▶ **TASK TO COMPLETE**
Lines with the word "Query" in them must be copied from the records below.

▶ **Spatial localization data**
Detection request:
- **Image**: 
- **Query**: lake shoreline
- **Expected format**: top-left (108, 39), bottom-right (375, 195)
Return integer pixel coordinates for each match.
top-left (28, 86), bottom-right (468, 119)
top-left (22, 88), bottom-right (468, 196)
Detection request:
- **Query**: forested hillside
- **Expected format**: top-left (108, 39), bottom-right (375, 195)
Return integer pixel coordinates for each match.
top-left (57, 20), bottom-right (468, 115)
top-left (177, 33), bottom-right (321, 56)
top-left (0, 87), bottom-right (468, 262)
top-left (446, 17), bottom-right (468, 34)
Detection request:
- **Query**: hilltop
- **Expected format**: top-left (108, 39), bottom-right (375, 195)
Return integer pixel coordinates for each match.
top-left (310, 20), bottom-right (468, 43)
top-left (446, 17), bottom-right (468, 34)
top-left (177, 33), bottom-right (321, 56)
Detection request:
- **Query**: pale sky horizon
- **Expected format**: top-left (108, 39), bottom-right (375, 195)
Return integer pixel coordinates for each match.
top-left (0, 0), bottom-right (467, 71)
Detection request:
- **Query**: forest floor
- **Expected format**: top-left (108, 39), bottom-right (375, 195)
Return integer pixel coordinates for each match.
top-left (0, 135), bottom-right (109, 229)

--

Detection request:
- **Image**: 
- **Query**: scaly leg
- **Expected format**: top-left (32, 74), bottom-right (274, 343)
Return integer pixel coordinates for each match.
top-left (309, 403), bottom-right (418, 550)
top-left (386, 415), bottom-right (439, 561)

▶ **RESULT BELOW**
- **Query**: lake shoreline
- **Query**: forested hillside
- **Query**: hilltop
- **Query**: pale sky horizon
- **Query**: forest floor
- **Query**: scaly leg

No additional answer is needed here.